On May 18, 2006, non-management members of the Mechanical Technology Incorporated (MTI or the Company) Board of Directors received annual stock option compensation pursuant to the December 16, 2004 MTI Board of Directors Compensation Plan for Non-management Directors which became effective January 1, 2005. This compensation was as follows 1) non-management directors received options to purchase 20,000 shares of the Company's common stock, 2) the Chairman of the Audit Committee received additional options to purchase 7,500 shares of the Company's common stock, 3) members of the Audit Committee each received additional options to purchase 3,750 shares of the Company's common stock, 4) the Chairman of the Compensation, Nominating and Governance Committee received additional options to purchase 5,000 shares of the Company's common stock, and 5) members of the Compensation, Nominating and Governance Committee each received additional options to purchase 2,500 shares of the Company's common stock. All options were issued to directors on the date of the Annual Meeting and were priced based on the closing price of the Company's stock on the NASDAQ National Market System on the date of grant and were immediately vested. The Annual Meeting was held on May 18, 2006 and the closing price of the Company's stock on the NASDAQ National Market System was $4.05.

• Aim 1
According to the director compensation excerpt, how many additional shares could the Chairman of the Audit Committee purchase with the options granted?
• Aim 2
Translate this sentence from the director compensation excerpt into Spanish: "The Annual Meeting was held on May 18, 2006 and the closing price of the Company's stock on the NASDAQ National Market System was $4.05."

[Coordinate annotation records]

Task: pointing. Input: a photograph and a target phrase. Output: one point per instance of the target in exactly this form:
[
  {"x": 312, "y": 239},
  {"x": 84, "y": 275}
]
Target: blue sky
---
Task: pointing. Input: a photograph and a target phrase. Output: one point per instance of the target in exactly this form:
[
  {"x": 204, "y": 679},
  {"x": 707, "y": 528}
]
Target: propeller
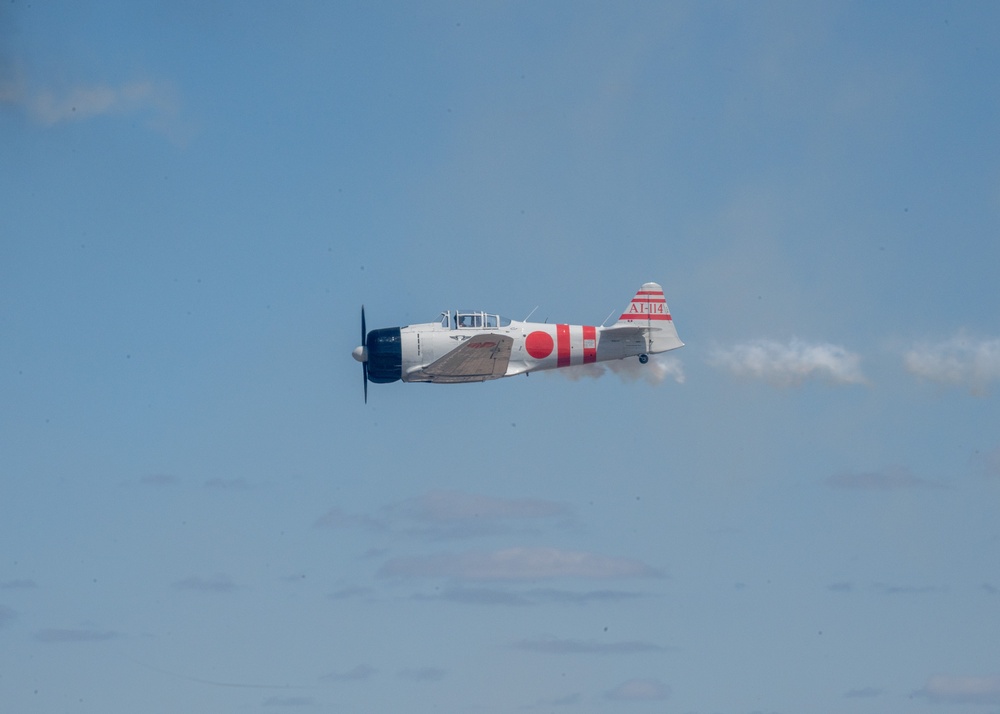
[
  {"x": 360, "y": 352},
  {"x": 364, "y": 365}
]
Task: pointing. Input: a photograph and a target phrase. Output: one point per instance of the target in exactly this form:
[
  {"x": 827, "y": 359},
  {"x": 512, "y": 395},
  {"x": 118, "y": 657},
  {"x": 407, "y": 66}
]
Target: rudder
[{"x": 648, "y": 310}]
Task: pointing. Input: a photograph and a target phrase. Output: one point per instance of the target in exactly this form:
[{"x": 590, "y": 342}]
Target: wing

• Correct result 1
7,500 shares of the Company's common stock.

• Correct result 2
La Asamblea Anual se celebró el 18 de mayo de 2006 y el precio de cierre de las acciones de la Compañía en el NASDAQ National Market System fue de 4,05 dólares.